# [What to do]
Look below for the line containing "Where can the wooden pole", then write out that line and every line after it to the end, exactly, minus the pictures.

##### Recorded information

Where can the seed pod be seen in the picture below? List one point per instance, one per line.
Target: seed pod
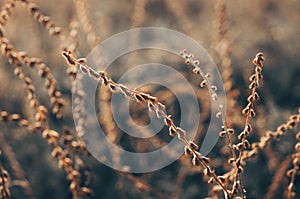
(246, 144)
(214, 88)
(210, 181)
(196, 62)
(205, 159)
(231, 160)
(252, 113)
(240, 169)
(187, 151)
(195, 161)
(230, 131)
(168, 121)
(291, 124)
(218, 114)
(193, 146)
(138, 97)
(203, 83)
(245, 111)
(222, 133)
(112, 87)
(172, 131)
(196, 70)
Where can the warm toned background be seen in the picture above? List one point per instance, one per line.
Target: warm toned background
(269, 26)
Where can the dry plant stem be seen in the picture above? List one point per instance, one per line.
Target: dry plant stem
(189, 59)
(295, 170)
(4, 183)
(6, 11)
(277, 179)
(154, 105)
(271, 135)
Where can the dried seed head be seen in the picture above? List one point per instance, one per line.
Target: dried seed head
(291, 124)
(172, 131)
(205, 159)
(181, 134)
(240, 169)
(187, 151)
(218, 114)
(241, 135)
(196, 70)
(246, 110)
(193, 146)
(203, 83)
(222, 133)
(195, 161)
(246, 144)
(168, 121)
(210, 181)
(298, 136)
(196, 62)
(112, 87)
(231, 160)
(252, 113)
(297, 147)
(230, 131)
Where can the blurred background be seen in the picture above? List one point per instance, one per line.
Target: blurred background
(232, 33)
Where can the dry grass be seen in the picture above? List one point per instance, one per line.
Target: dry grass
(258, 153)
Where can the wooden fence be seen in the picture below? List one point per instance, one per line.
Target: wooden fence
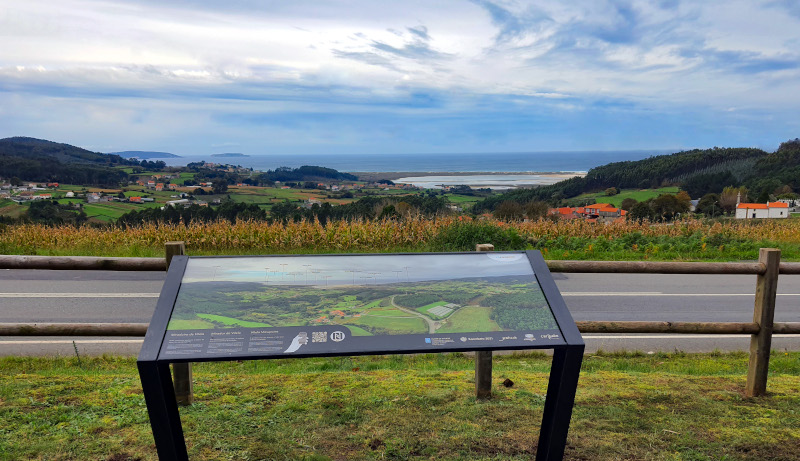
(761, 329)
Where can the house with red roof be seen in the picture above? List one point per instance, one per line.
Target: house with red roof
(762, 210)
(603, 212)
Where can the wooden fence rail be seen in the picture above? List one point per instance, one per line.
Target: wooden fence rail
(761, 329)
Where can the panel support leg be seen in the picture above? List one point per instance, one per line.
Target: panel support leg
(159, 395)
(561, 389)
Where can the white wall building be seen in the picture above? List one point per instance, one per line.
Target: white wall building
(762, 210)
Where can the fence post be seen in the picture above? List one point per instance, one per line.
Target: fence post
(181, 372)
(483, 359)
(763, 315)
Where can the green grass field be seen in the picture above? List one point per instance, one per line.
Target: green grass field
(357, 331)
(393, 320)
(670, 407)
(639, 195)
(471, 318)
(11, 208)
(232, 322)
(424, 309)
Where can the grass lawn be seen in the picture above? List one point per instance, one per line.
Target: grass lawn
(357, 331)
(471, 318)
(639, 195)
(632, 407)
(11, 208)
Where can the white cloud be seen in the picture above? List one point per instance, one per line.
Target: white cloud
(416, 56)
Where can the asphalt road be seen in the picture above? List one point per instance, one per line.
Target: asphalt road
(99, 296)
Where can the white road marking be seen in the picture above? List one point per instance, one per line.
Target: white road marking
(79, 295)
(585, 336)
(564, 293)
(77, 341)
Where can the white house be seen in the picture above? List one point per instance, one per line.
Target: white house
(762, 210)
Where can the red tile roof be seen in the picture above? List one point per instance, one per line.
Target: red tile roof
(753, 206)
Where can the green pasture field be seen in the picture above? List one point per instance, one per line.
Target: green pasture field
(399, 323)
(639, 195)
(424, 309)
(464, 320)
(193, 324)
(670, 407)
(357, 331)
(231, 321)
(462, 200)
(11, 208)
(183, 177)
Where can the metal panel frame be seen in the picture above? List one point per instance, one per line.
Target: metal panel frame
(162, 406)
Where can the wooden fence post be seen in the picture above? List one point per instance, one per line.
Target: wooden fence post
(181, 372)
(483, 359)
(763, 315)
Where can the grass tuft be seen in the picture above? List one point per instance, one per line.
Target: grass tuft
(629, 406)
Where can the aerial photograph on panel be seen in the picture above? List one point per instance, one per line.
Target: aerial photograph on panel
(369, 295)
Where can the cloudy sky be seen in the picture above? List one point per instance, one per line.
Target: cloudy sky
(258, 76)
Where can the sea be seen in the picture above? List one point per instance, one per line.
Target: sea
(508, 162)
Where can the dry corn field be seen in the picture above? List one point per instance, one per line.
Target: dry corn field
(555, 239)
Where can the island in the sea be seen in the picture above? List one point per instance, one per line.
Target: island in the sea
(230, 155)
(142, 155)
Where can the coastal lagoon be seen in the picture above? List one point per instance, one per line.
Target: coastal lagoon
(510, 162)
(493, 181)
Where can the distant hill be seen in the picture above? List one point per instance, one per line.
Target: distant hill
(31, 159)
(697, 171)
(143, 154)
(230, 155)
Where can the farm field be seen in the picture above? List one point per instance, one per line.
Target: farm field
(639, 195)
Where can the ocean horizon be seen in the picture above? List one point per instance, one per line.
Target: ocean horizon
(539, 162)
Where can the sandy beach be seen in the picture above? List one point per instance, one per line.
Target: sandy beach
(392, 175)
(474, 179)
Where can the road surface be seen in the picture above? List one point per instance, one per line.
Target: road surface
(100, 296)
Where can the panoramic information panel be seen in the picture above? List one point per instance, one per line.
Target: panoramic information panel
(279, 306)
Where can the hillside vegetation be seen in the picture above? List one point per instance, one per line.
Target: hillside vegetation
(577, 239)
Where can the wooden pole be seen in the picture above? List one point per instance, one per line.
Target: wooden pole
(483, 359)
(181, 372)
(763, 315)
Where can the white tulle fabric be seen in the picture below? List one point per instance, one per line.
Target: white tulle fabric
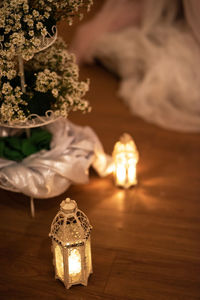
(49, 173)
(158, 61)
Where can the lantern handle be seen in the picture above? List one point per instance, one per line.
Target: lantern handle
(32, 206)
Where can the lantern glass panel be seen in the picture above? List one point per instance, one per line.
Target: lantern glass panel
(59, 261)
(88, 256)
(74, 265)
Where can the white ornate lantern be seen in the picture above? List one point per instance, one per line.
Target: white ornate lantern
(70, 233)
(125, 156)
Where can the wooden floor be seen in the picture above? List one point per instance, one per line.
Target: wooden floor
(145, 241)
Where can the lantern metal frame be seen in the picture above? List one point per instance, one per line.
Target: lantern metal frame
(70, 233)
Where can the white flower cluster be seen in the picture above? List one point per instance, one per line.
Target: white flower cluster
(10, 108)
(60, 77)
(24, 24)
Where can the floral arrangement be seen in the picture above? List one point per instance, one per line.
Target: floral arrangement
(24, 22)
(33, 82)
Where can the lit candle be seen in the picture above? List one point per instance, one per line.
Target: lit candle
(74, 262)
(125, 156)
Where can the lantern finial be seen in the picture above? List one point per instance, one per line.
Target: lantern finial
(68, 205)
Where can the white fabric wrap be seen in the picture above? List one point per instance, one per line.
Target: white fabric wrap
(49, 173)
(158, 62)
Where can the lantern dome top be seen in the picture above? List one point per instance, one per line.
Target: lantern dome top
(68, 205)
(70, 226)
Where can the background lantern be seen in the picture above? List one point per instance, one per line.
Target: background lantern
(70, 233)
(125, 156)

##########

# [Problem solution]
Where can the wooden pole be seen in the picture above? List one point per instance, one per line.
Target: wooden pole
(483, 359)
(181, 372)
(763, 315)
Where can the white tulle fabric be seen in the picture below? List one point per instance, one per line.
Target: white tulle fabric
(49, 173)
(158, 61)
Where can the lantern handle be seen in the picture above? List one point per instance, one per line.
Target: lantern handle
(32, 206)
Where can the lantern glass panel be seen in the picture above? List one point per instance, one per line.
Target: lantern glass panel
(59, 261)
(88, 256)
(74, 265)
Where can the white ornate lantern be seen in the picture above? List one point per instance, one per line.
Target: white ornate lantern
(70, 233)
(125, 156)
Where can the wooden floor be seen in the picture above? List one point per instance, one per line.
Target: wooden floor
(145, 241)
Where can the lantern metal frame be seen in the picture above? List one point per instance, one per line.
Target: lantern metal frame
(70, 233)
Where can the white flower cluster be seen in the picture above? List one point per instance, one per line.
Target: white flower cluster
(10, 108)
(60, 77)
(24, 24)
Where can the floral arrangement be seen in the picture above? List one point per instance, one per line.
Target: floral arrangement
(24, 22)
(33, 82)
Where can the lit candle be seen in the picture above? List one point per instance, one per line.
Target: lit candle
(74, 262)
(125, 156)
Where can the lantern finial be seen in the picture above? List one point per instance, one per line.
Target: lantern finial
(68, 205)
Where can the white fabric wrap be seen in the picture above? List one point per instance, one per line.
Target: white fabric wrap
(49, 173)
(158, 62)
Where can the lantern dome top be seen in the picture above? List one point per instance, one per line.
Target: lantern dome top
(68, 205)
(70, 226)
Where can the background lantern be seen in the picture above? List one point per instance, one per line.
Target: background lantern
(70, 233)
(125, 156)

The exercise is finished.